- **Exercise aim**:
Can you edit the items below so that every "Indicate" becomes "Mark", with everything else left unchanged? Leave the pictures out of your answer.

- **Raw data**:
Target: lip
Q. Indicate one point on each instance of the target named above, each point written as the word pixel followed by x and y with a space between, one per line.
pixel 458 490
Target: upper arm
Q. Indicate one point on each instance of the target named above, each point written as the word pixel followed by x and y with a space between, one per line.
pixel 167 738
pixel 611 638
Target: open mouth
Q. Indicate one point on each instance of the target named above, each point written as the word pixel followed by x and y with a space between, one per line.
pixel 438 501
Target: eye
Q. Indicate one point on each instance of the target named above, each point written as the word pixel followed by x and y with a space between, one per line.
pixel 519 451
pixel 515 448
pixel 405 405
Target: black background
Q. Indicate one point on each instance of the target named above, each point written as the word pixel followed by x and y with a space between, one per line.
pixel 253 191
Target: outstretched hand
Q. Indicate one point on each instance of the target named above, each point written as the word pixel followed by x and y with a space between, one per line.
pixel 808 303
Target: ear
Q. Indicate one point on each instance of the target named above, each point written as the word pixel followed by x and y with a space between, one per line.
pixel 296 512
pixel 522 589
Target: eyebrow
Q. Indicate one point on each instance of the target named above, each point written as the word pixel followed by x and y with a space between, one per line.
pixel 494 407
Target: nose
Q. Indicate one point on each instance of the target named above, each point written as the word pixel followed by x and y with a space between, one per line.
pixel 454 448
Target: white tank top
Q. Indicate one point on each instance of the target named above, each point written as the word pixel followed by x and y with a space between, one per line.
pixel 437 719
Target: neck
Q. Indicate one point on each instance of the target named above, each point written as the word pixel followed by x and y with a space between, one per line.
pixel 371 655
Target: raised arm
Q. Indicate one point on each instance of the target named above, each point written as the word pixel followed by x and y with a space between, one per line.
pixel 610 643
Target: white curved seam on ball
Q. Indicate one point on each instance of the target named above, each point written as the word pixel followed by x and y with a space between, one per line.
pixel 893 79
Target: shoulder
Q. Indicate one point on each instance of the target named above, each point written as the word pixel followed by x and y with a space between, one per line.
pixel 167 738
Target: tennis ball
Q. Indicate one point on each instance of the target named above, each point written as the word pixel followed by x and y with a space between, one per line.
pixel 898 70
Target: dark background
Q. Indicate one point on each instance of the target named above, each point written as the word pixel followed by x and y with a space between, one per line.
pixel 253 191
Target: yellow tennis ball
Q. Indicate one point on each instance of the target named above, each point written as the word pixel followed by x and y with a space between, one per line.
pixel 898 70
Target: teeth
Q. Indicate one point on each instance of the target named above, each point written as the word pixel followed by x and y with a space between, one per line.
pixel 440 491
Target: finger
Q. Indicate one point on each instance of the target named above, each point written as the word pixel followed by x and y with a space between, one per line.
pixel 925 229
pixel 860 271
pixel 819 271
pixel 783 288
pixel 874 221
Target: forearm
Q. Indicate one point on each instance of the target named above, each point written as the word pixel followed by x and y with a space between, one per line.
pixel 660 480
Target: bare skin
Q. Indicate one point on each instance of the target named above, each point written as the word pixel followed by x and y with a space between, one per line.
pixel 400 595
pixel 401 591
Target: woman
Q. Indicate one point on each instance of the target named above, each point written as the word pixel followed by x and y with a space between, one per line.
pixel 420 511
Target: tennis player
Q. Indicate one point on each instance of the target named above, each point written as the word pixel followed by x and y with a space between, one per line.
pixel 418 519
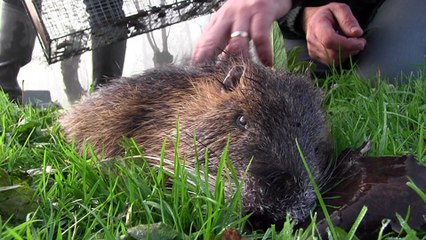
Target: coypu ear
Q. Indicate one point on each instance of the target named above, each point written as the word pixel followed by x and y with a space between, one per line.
pixel 233 78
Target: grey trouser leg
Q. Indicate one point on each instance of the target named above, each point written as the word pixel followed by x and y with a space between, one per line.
pixel 108 62
pixel 396 41
pixel 17 39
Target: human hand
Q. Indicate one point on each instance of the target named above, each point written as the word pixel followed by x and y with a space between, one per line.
pixel 332 33
pixel 252 18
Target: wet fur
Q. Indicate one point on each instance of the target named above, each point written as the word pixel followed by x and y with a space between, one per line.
pixel 263 111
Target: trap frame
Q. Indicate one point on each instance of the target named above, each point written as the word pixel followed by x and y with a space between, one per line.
pixel 68 28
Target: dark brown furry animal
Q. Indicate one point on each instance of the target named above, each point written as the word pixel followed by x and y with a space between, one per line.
pixel 262 111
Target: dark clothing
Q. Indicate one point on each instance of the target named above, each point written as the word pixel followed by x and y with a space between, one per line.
pixel 291 23
pixel 394 30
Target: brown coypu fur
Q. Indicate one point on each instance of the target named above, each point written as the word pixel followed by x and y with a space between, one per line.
pixel 263 111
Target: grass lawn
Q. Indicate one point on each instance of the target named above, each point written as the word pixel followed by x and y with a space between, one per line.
pixel 75 197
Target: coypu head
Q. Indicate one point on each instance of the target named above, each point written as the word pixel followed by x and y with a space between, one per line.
pixel 264 111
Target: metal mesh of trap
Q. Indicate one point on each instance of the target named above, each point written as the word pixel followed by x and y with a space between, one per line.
pixel 67 28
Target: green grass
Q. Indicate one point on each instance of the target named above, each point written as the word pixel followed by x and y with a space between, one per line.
pixel 76 197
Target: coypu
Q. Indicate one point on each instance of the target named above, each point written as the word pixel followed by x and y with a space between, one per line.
pixel 261 110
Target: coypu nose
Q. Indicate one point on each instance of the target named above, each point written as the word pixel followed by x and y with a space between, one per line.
pixel 259 221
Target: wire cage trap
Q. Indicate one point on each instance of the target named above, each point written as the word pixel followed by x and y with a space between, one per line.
pixel 68 28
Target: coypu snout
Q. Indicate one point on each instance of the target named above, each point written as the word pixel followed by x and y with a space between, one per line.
pixel 262 111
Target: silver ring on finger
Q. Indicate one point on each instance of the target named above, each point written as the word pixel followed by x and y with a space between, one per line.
pixel 239 34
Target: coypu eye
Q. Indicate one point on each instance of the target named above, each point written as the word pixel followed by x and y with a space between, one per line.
pixel 241 122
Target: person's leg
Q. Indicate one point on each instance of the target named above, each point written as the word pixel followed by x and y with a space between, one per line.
pixel 108 62
pixel 17 39
pixel 396 40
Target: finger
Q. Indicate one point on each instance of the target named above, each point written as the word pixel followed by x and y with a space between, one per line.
pixel 346 20
pixel 330 39
pixel 238 45
pixel 260 34
pixel 211 43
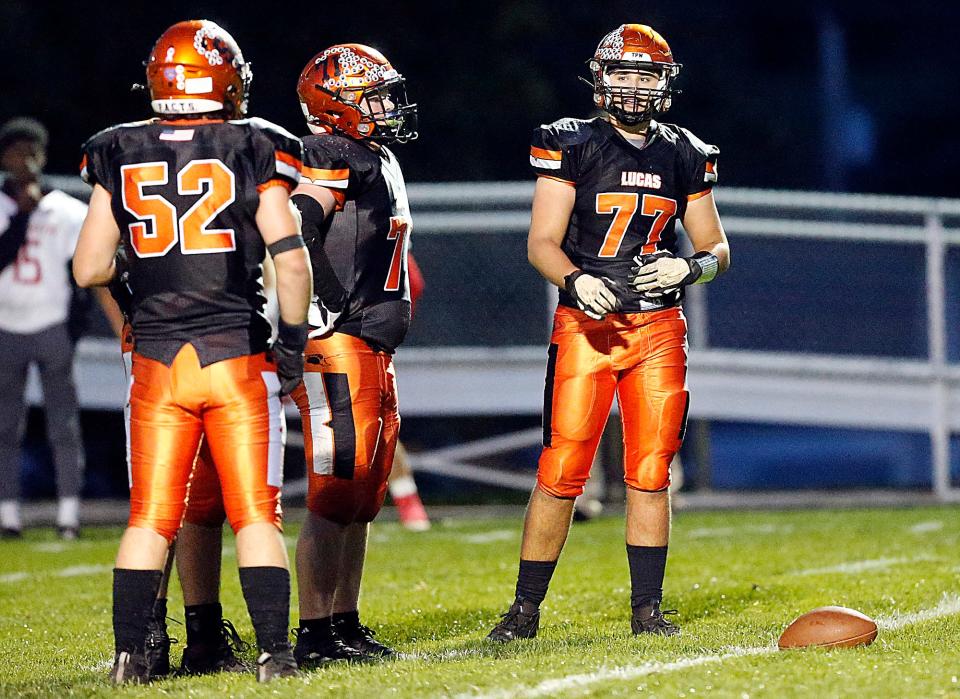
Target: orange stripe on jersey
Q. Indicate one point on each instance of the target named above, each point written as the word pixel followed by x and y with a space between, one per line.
pixel 316 173
pixel 276 182
pixel 544 154
pixel 559 179
pixel 288 159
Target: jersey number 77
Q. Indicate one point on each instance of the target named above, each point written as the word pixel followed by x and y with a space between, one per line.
pixel 623 205
pixel 159 227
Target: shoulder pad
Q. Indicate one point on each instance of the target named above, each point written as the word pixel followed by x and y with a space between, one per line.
pixel 267 127
pixel 679 136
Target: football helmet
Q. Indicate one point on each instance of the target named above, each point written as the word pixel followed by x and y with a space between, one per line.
pixel 196 67
pixel 633 47
pixel 352 89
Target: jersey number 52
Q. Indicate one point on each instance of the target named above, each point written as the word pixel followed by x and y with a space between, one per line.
pixel 159 227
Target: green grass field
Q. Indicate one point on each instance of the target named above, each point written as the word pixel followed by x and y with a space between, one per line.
pixel 737 578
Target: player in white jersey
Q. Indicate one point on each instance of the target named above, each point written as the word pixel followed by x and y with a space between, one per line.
pixel 38 233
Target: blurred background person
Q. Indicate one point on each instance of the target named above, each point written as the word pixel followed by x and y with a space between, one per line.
pixel 38 233
pixel 403 488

- **Output for this exercise**:
Target: lip
Q. Mark one point on each instance of the target named above, each point written as the word pixel followed by x and y with a space between, one per line.
pixel 458 490
Target: upper arm
Q. Mark one point on each instance of the target named above, each point written as the word pixel followed by x and y with a space between, one per line.
pixel 167 738
pixel 611 638
Target: open mouth
Q. Mark one point on each instance of the target named above, each point written as the word pixel followed by x and y with a space between, one per line.
pixel 438 501
Target: eye
Q. Mark one point on each instance of the target named above, each point written as the word pixel followed by x and y with a space between, one per line.
pixel 519 451
pixel 515 448
pixel 405 405
Target: black background
Q. Mark one point on each instance of the target named above, each point written as the word pixel followed by x and y with a space between, one per line.
pixel 253 191
Target: outstretched hand
Q. Mark one point on each instance of the target named above, each point written as the word pixel followed by x and y with a space between, one per line.
pixel 808 303
Target: ear
Q. Mark one point on each instance of the target named above, each point written as the word pixel followed by x and y with a space between, one per line.
pixel 296 512
pixel 522 589
Target: eyebrow
Q. Mark one point on each instance of the target named above, each point written as the word pixel followed by x and y with a space between, one per line.
pixel 494 407
Target: nose
Q. Mark one point on each instance of the target named above, each point written as the word pixel followed by x and y with a space between, one per line.
pixel 454 448
Target: white tank top
Q. Mark one point on each instance of the target named above, each point written as the word pixel followed by x and y with a space between, one per line.
pixel 437 719
Target: neck
Q. Mark one point on each instance of the target named above, each point written as the word pixel followed by x and y with a space between, one per line.
pixel 371 655
Target: raised arm
Q. Mark one point on each instance of the target named above, each point written as the word pixel followed by x and y with a space between, one per line.
pixel 610 643
Target: white curved seam on ball
Q. Mark one point on each instance of the target named above, each point written as the word pixel followed by x and y with a space between, one per line.
pixel 893 79
Target: shoulder
Q. Mark one point on each instance of the target named above, each point written as the word pixel followed by x and y with a space between, one per line.
pixel 167 738
Target: tennis ball
Q. Mark one point on each instance of the target named above, each point written as the word pixel followed by x and y with a space between, one per line.
pixel 898 70
Target: dark background
Q. Mark one point on each instance of the target named above, each point written as the word pixel followed by x and y with a space between, one per line.
pixel 253 191
Target: yellow tennis ball
Q. Mark one point on each instance of the target named above, each point written as the word pixel followed by x and y with a space between, one per line.
pixel 898 70
Target: teeth
Q. Mark one point on each instance of the target named above, each point written as the word pixel followed by x and y with a space between, one per line.
pixel 440 491
Target: finger
Q. Mark one point on each instance of the target named above, each point written as the word pixel followed by x and y with a space between, one per line.
pixel 925 229
pixel 860 271
pixel 819 271
pixel 783 288
pixel 874 221
Target: forearm
Q. Mark one point on each instance of the target named above, each point written as the word pixel followed by x and y with a space between, one per line.
pixel 660 480
Target: bare skin
Q. Mark one point on each instance of the target named above, each point written as the word pixel followed by x and y with a space between, one per line.
pixel 400 595
pixel 401 591
Target: woman
Q. Mark one point on each instance of the target named above, each point written as the word pixel followed by x and y with a space between, one per line.
pixel 420 511
Target: tennis player
Q. Mark one point on each instance of the target named above, each point written as the word pixel followed by x and y with a space between, one per line.
pixel 418 519
Target: coypu ear
Q. Mark one point on each instance of the target named above, each point written as the word pixel followed by x and y with a space between, one per line.
pixel 233 78
Target: grey trouser leg
Q. Mark one point on each instance of the target named above, each point written as the word pixel followed by x and y with a space between, one per line.
pixel 108 62
pixel 396 41
pixel 17 39
Target: human hand
Q. Mark one point on each instance of the target named above, each point written as the word pixel followed by x and y with a space between, one per line.
pixel 332 33
pixel 252 18
Target: wet fur
Q. Mark one point on each instance of the target named above, each point written as the word pixel followed by x and y with a space between, one per line.
pixel 263 111
Target: trap frame
Q. Mark one point on each instance of the target named above, each point written as the word pixel followed by x and y with a space between, one per line.
pixel 68 28
Target: dark brown furry animal
Q. Mark one point on each instance of the target named above, each point written as the word pixel followed by x and y with a space between, one per line.
pixel 262 111
Target: dark clothing
Q. Mark one point on each instance of the target named above, each point written as the word pixel followed by x and y with a space between, one per line.
pixel 291 23
pixel 394 30
Target: brown coypu fur
Q. Mark one point on each instance of the target named above, each point written as the word pixel followed by x and y with a space between, one per line.
pixel 263 111
Target: grass lawn
Q. Mark one point on each instance of the target named above, each point written as the word pixel followed by x and y with a space between, one per line.
pixel 75 197
Target: coypu head
Q. Mark one point on each instance of the target named above, each point written as the word pixel followed by x and y with a space between, one per line.
pixel 264 111
Target: metal mesh of trap
Q. Mark one point on each instance of the target named above, each point written as the word pixel followed by x and y with a space between, one per line.
pixel 67 28
Target: green grass
Q. Mark one point on each instance of the target named above, each point written as the word pixel followed by x and y with a space between, one per line.
pixel 76 197
Target: coypu
Q. Mark one point on each instance of the target named above, each point written as the word pixel followed by x and y with a space between, one per line.
pixel 261 110
Target: coypu nose
Q. Mark one point on each instance of the target named above, each point written as the word pixel followed by x and y with a space between, one per line.
pixel 259 221
Target: wire cage trap
Q. Mark one point on each instance of the target named above, each point written as the word pixel followed by x and y with a space between, one per line.
pixel 68 28
Target: coypu snout
Q. Mark one point on each instance of the target named above, each point written as the word pixel followed by x and y with a space between, one per line.
pixel 262 111
Target: silver ring on finger
Q. Mark one point on each instance of the target named above, each point written as the word pixel followed by x and y with a space between, one per line.
pixel 239 34
Target: coypu eye
Q. Mark one point on each instance of the target named above, each point written as the word pixel followed by x and y with a space between, one per line.
pixel 241 122
Target: person's leg
Q. Mark one point on each instance of the target named above, each point written as the word pixel followed by x and y with a space between, one per line.
pixel 108 62
pixel 17 39
pixel 396 40
Target: finger
Q. Mark one point on each instance of the target named above, each point written as the word pixel followed by x and y with a space between, one per line.
pixel 346 20
pixel 330 39
pixel 238 45
pixel 260 34
pixel 211 43
Target: orange stripe on jersey
Q. Mark one point on each instance of the target named above, each point written as the word pixel followed by x and y with a space between, one per line.
pixel 316 173
pixel 276 182
pixel 544 154
pixel 559 179
pixel 288 159
Target: jersey number 77
Q. Mark one point on each instance of the target named above, each point written as the word pixel followed by x and y with a space between, one per line.
pixel 623 205
pixel 159 227
Target: shoulder pad
Q. Mark one point on each instance of the target named above, each point written as the word pixel followed by x and y with a space between, one per line.
pixel 267 127
pixel 679 136
Target: football helmet
Q. Mark one point on each instance of the target named above, each point written as the word pixel followed by x and y with a space between, one per line.
pixel 196 67
pixel 633 47
pixel 352 89
Target: jersey number 52
Q. Mark one point on each instance of the target named above, each point written as the word pixel followed by x and y with a space between, one per line.
pixel 159 227
Target: green grass field
Q. Mark one point on each instance of the target named above, each point written as the word pixel followed by x and y with a space between, one per line.
pixel 737 578
Target: player in white jersey
Q. Mark one point on each instance of the target named above, each point written as the word pixel followed by x and y with a space between, one per line.
pixel 38 233
Target: blurred background person
Q. Mark one point on each instance of the target named above, each point written as the word pixel followed by x and y with a space between, one per line.
pixel 38 233
pixel 403 488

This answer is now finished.